## Your task:
Transcribe, character for character, everything in the material from the line containing "Could you then find the exposed" down to the line containing "[538,190,595,275]", including both of those lines.

## Data listing:
★ ★ ★ ★ ★ ★ ★
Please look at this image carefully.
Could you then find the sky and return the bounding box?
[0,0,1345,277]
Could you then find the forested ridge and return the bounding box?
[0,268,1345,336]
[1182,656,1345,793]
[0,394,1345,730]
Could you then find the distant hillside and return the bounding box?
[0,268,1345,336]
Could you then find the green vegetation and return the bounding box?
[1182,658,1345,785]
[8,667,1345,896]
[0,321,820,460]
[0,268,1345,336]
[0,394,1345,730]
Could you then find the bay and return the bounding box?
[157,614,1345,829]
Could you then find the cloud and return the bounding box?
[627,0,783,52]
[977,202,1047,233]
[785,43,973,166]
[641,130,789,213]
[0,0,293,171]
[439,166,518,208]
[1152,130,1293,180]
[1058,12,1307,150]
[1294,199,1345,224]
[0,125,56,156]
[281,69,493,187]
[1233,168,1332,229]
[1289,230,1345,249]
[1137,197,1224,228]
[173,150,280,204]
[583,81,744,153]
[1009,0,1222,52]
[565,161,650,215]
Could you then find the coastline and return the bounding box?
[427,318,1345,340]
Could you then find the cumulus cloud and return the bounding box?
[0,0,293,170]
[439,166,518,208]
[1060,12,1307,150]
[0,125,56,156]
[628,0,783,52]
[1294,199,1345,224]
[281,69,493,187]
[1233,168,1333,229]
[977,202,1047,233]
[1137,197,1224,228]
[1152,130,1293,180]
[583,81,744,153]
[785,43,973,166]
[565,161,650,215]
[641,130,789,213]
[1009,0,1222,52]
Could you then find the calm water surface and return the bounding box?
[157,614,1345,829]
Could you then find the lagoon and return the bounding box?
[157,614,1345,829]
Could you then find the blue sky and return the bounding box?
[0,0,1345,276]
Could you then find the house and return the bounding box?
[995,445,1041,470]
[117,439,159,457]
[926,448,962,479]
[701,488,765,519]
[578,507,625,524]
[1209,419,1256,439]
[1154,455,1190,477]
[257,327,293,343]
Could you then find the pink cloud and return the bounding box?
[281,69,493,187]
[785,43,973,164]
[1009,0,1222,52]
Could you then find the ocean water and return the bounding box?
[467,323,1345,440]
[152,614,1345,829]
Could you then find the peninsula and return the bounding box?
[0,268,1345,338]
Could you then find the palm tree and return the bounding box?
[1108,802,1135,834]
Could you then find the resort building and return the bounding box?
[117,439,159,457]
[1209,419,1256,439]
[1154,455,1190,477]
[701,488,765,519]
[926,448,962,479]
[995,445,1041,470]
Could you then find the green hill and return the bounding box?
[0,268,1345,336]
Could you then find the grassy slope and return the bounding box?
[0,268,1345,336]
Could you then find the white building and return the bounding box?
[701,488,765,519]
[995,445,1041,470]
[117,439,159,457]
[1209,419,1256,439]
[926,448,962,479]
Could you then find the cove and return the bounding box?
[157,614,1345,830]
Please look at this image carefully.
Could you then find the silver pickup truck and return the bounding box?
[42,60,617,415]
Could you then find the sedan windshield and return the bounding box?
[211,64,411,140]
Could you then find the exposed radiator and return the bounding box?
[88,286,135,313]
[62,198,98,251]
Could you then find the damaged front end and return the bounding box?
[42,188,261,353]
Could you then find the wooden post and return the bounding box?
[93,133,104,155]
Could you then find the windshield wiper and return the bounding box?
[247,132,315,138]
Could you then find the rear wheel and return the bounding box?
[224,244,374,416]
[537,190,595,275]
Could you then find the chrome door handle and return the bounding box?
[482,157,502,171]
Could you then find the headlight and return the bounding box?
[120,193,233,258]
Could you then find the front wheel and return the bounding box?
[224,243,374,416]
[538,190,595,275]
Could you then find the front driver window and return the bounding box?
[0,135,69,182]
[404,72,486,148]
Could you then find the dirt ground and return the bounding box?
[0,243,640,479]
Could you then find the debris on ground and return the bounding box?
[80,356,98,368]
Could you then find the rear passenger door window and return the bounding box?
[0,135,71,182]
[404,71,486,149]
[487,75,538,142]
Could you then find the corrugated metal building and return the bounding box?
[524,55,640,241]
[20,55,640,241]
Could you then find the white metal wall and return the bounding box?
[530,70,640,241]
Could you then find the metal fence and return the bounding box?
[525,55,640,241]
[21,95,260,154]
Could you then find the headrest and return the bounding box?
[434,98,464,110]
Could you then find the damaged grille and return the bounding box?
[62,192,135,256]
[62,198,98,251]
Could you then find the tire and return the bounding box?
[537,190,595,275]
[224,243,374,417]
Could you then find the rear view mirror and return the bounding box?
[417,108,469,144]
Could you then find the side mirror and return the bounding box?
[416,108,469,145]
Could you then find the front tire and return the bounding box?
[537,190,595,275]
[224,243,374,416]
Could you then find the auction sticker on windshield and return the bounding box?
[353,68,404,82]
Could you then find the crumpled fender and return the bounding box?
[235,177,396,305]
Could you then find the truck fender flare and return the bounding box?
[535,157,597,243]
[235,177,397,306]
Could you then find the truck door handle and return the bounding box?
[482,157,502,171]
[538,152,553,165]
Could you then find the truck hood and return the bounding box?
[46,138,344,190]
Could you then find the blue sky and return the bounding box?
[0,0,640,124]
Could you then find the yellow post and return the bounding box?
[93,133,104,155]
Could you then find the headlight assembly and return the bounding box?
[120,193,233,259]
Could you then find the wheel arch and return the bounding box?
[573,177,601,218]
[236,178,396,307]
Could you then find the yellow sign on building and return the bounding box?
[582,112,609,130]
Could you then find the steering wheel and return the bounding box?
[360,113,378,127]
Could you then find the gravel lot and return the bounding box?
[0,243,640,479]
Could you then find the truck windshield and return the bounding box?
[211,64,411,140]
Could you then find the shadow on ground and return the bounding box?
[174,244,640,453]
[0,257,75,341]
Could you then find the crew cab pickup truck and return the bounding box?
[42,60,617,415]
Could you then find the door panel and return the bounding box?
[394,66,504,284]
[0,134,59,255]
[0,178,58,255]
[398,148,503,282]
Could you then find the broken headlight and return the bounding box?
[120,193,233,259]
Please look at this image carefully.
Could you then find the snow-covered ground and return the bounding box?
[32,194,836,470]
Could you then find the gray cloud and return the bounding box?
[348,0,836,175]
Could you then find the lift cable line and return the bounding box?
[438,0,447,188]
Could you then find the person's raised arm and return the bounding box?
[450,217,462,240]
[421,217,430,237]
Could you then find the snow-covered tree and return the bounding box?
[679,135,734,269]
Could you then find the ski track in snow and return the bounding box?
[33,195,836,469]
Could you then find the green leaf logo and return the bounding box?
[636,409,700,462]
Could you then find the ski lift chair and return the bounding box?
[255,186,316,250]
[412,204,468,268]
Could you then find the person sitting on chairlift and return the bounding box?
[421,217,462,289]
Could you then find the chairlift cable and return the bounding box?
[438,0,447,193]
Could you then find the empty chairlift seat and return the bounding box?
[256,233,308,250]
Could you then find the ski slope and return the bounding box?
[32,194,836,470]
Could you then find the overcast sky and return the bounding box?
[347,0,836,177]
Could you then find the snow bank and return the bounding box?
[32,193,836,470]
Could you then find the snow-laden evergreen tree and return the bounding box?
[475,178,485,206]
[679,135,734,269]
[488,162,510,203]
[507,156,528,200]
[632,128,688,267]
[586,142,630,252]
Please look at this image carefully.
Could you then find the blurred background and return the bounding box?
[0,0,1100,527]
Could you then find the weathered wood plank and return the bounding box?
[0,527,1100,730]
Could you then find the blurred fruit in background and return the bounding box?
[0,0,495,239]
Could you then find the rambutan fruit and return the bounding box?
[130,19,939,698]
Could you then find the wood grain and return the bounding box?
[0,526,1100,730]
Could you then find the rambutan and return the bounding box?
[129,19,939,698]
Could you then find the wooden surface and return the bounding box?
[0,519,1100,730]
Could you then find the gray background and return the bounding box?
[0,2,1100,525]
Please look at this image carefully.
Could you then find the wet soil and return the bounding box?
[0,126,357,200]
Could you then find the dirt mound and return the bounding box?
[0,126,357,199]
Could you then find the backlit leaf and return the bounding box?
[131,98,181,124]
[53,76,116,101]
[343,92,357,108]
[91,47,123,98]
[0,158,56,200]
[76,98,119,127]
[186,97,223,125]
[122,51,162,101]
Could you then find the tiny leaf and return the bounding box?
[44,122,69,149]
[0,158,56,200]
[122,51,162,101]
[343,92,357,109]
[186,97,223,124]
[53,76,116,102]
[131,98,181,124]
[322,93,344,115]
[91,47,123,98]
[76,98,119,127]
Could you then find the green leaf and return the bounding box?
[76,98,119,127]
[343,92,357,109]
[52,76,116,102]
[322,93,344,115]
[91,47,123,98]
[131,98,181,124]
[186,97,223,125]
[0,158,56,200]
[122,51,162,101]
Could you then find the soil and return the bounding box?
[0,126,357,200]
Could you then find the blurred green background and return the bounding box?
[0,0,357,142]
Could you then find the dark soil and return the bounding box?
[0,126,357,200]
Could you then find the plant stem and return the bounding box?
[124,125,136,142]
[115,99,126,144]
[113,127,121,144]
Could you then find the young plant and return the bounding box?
★ ★ ★ ★ ★ ★ ★
## Answer for the task:
Could you then find the exposed radiator and return the bounding box?
[88,286,135,313]
[62,198,98,251]
Could you then find the damaged front end and return the bounding box?
[42,188,261,353]
Could you then find the wooden post and return the bounding box?
[93,133,104,155]
Could you then find the windshield wiper and return the bounding box?
[247,132,315,138]
Could you then find the rear wheel and return the bounding box?
[224,244,374,416]
[537,190,595,275]
Could you then find the chrome door handle and return the bounding box?
[482,157,502,171]
Could you then find the headlight and return the bounding box?
[120,193,233,258]
Could you then find the front wheel and return the bounding box?
[224,243,374,416]
[538,190,595,275]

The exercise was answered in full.